| YOUR OBJECTIVE |
An exact copy of each record is required.

---- SUPPLIED INFORMATION

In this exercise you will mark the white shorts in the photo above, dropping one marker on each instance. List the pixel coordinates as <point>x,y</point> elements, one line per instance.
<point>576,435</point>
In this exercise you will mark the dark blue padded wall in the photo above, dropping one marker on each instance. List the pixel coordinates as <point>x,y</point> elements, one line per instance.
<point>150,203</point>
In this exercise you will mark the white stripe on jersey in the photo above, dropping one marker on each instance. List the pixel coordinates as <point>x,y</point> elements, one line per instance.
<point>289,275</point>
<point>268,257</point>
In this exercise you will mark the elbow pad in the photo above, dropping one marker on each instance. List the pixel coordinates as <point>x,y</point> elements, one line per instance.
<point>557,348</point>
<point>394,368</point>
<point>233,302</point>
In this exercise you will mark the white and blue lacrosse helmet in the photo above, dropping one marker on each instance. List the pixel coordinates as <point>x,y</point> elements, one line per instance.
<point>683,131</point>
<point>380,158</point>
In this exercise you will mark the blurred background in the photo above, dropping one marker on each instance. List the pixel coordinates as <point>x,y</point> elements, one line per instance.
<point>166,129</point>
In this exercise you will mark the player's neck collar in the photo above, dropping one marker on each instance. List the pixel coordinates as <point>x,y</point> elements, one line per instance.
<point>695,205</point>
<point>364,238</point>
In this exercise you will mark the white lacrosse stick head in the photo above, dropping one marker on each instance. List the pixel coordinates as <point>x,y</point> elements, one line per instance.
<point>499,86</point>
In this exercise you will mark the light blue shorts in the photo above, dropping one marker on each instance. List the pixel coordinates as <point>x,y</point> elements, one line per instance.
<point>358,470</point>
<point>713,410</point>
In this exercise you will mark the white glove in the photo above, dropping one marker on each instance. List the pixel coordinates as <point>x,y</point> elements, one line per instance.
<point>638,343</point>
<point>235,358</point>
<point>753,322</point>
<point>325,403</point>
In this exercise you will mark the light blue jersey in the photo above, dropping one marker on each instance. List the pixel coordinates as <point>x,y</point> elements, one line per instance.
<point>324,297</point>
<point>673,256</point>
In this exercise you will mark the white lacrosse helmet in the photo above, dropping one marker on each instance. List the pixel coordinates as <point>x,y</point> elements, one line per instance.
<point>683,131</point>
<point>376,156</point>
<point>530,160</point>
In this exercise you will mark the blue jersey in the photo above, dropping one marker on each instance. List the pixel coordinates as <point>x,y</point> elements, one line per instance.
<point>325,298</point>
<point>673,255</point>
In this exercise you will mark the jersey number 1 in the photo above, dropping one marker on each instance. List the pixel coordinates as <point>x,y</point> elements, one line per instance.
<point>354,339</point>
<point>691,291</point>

--------

| SOLUTION TO THE PROBLEM |
In this exercise you will mark the white shorts in the photo above, dropping one marker on each instance. List the pixel coordinates as <point>x,y</point> elements, one line per instance.
<point>576,435</point>
In this exercise you will mark the dark blue padded wall in the photo above, dropping one marker on each instance. List the pixel coordinates as <point>x,y</point> elements, one line per instance.
<point>150,203</point>
In this exercise you will mark the white stripe on jersey in the photo above, dropping one marker on each instance. List the pixel coordinates as <point>x,y</point> elements, one line per instance.
<point>289,275</point>
<point>268,257</point>
In this exercise you will mark the elbow pad in the photo above, dropping one marker on each instance. List the pixel coordinates as <point>x,y</point> elements, one line per instance.
<point>557,348</point>
<point>394,368</point>
<point>233,302</point>
In this exercise you will mark the white and blue lacrosse helmet in the photo above, dropping one marker on each instance. List the pixel coordinates as <point>x,y</point> elements, one line per instance.
<point>683,131</point>
<point>380,158</point>
In this exercise you will mark the blurred background in the photo above, dropping one marker on each instance. List the pixel coordinates as <point>x,y</point> elements, one line per instance.
<point>166,129</point>
In this exercise you will mark the player's neck collar in the photo above, dropping one marker on each instance. List the pixel coordinates as <point>x,y</point> elements, one line per instance.
<point>695,205</point>
<point>364,238</point>
In this exercise you will mark the white lacrosse stick head in the photo above, dropping one marker on each instance. List the pixel coordinates as <point>x,y</point> elements, one line per instance.
<point>499,86</point>
In this exercise you will mark the light blue shorts in the photo above, dropping one marker on each instance. List the pixel coordinates as <point>x,y</point> elements, one line per instance.
<point>358,470</point>
<point>713,410</point>
In this exercise you will mark the white glove in the photo above, dropping one marker on each instance. List the pixel coordinates as <point>x,y</point> elements, one line per instance.
<point>638,343</point>
<point>235,358</point>
<point>753,322</point>
<point>325,403</point>
In this exercise you will mark the light blue jersey in the photo above, dropping one marker on each instance. List the pixel coordinates as <point>x,y</point> elements, one line per instance.
<point>324,297</point>
<point>673,256</point>
In this exercise you will mark the white lacrosse helmet in the photo above, dropping one marker on each instance. List the pixel coordinates as <point>x,y</point> elements, one line per instance.
<point>683,131</point>
<point>376,156</point>
<point>530,160</point>
In this exercise you will mark the blue jersey in the photo above, dropping one marker on each instance. List the pixel coordinates as <point>x,y</point> elements, one line per instance.
<point>325,298</point>
<point>673,255</point>
In this exercise you will mark the jersey number 1 in the photo above, dropping one marker on each instance. List the pixel coordinates as <point>x,y</point> elements, one line per instance.
<point>354,339</point>
<point>691,291</point>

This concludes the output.